=== Brano fornito ===
Tove Ditlevsen, alle origini dell’autofiction
Ai primi del Novecento Vesterbro, il quartiere a luci rosse di Copenaghen, puzza di birra e urina; dai cortili salgono le grida di famiglie che si picchiano e s’insultano, a colpi di bastoni e gambe di sedie; a Vesterbro abitano operai e immigrati, «ci sono ubriachi stesi al bordo della strada, con la testa rotta e sanguinante», e il silenzio della notte è rotto dalle sirene di polizia e ambulanze. È qui che nel 1917 nasce Tove Ditlevsen, una delle autrici più celebrate in Danimarca, riscoperta prima negli Stati Uniti – dove ha cavalcato l’onda dell’eterna diatriba tra memoir e autofiction – e adesso in Italia, dove i primi due volumi della sua Trilogia di Copenaghen, rispettivamente Infanzia e Gioventù, sono usciti per i tipi di Fazi nella traduzione di Alessandro Storti.
===
> [Obiettivo]: Riprendi il brano su Tove Ditlevsen e proseguilo subito dopo la sua ultima frase.
=== Voci del dataset ===
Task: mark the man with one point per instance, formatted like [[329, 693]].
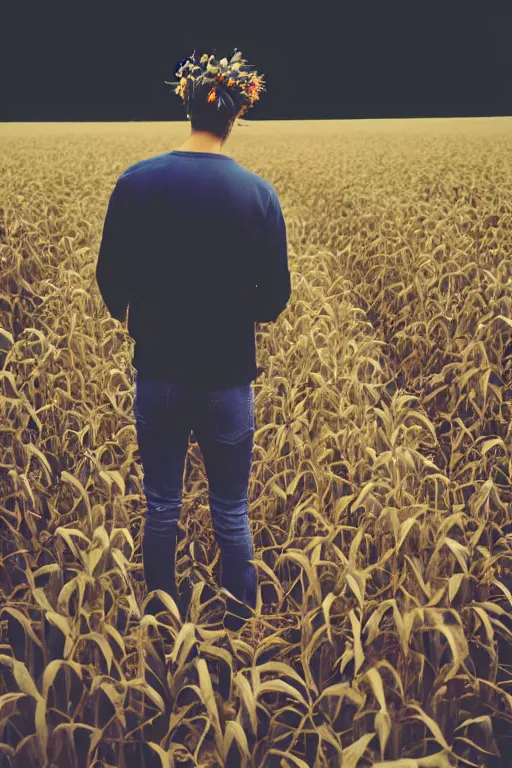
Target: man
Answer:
[[196, 245]]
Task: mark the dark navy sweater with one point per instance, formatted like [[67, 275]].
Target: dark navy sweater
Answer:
[[195, 244]]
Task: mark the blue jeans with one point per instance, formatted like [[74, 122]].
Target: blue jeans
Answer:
[[223, 423]]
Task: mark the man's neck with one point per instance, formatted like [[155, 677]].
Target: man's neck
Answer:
[[200, 148]]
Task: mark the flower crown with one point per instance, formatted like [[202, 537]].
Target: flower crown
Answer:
[[236, 75]]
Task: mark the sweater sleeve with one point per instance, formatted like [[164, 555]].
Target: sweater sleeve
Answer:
[[114, 264], [272, 276]]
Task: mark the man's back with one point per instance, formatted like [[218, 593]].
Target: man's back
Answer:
[[210, 259]]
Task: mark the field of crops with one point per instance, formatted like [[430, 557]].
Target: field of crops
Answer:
[[380, 497]]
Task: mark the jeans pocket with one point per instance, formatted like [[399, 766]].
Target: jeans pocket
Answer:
[[233, 411]]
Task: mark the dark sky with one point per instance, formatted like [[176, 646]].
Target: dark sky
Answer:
[[107, 61]]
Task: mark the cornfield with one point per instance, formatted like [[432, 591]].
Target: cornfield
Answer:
[[380, 493]]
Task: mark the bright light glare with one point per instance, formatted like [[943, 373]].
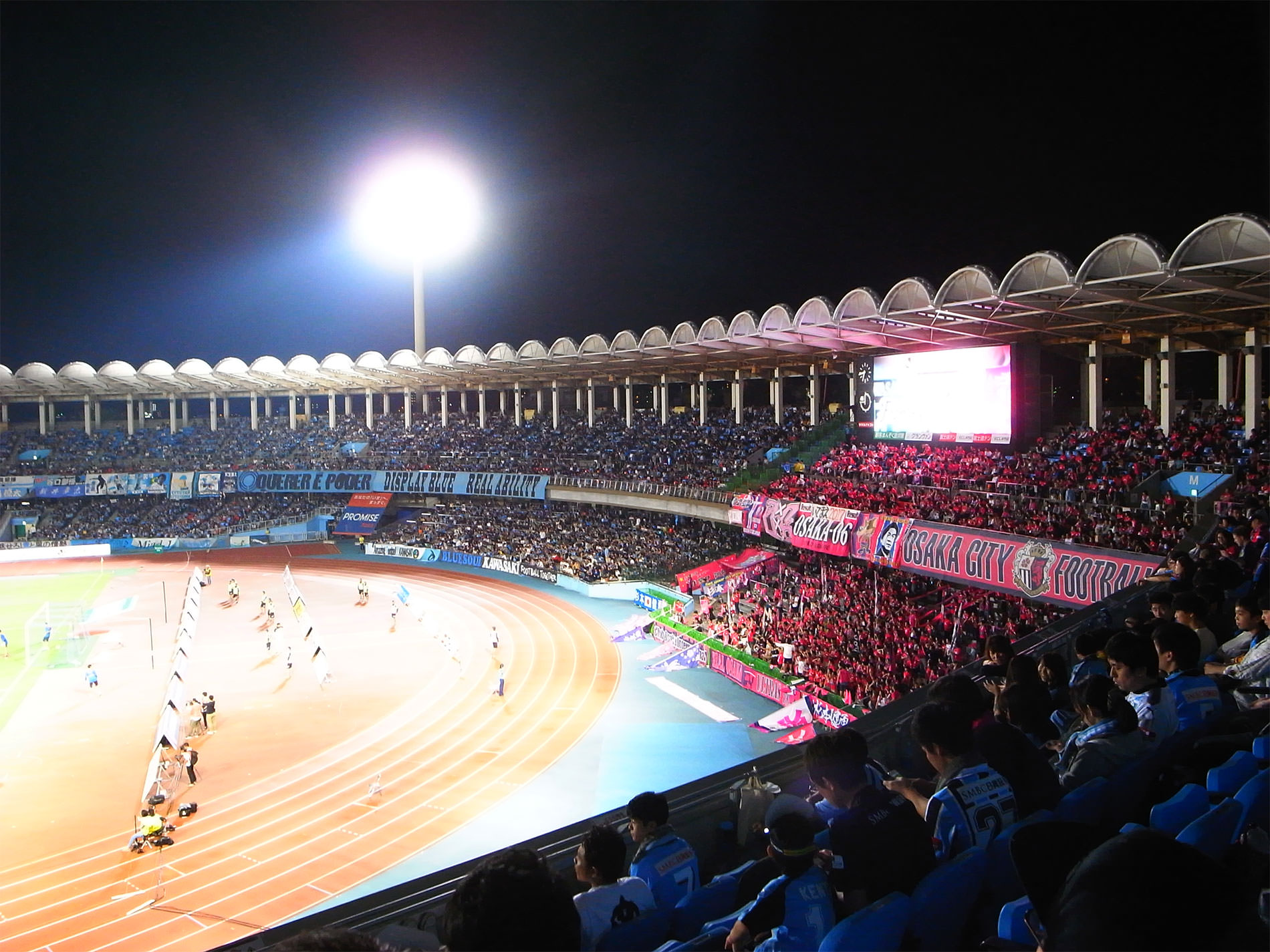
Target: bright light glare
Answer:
[[417, 208]]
===
> [Risposta al problema]:
Nel primo dei due volumi, Ditlevsen si rituffa nelle acque torbide dell’infanzia scandagliandole con una lucidità che ha del miracoloso: giù, «sul fondale dell’infanzia», c’è Ditlev, il padre di Tove, un convinto socialdemocratico che da giovane aveva coltivato ambizioni letterarie, ma che adesso si trova a lavorare come fuochista dodici ore al giorno. Tove si forma sui libri della sua biblioteca, lo guarda mentre sfoglia le pagine del Socialdemokraten, vorrebbe che lui le parlasse di politica, le spiegasse perché legge certi giornali e non altri, perché tiene la foto di Stauning appesa al muro – ma Ditlev, scuro e taciturno, sembra non calcolarla, chiudendosi in un analfabetismo emotivo da padre che di sua iniziativa non rivolge mai la parola alla figlia, perché «non sa cosa dire a una bambina» – salvo poi spiegarle, quando Tove gli rivela i propri sogni, che «le femmine non possono fare le scrittrici».
Ma non è all’approvazione di Ditlev che Tove mira realmente: la bussola della sua devozione punta verso Alfrida, la madre, verso «la quiete distante del suo cuore misterioso», da cui Tove cerca disperatamente di elemosinare affetto, assecondandola, compiacendola, stando ben attenta a non fare nulla che possa turbarla o, peggio, ricordarle che Tove è solo una bambina.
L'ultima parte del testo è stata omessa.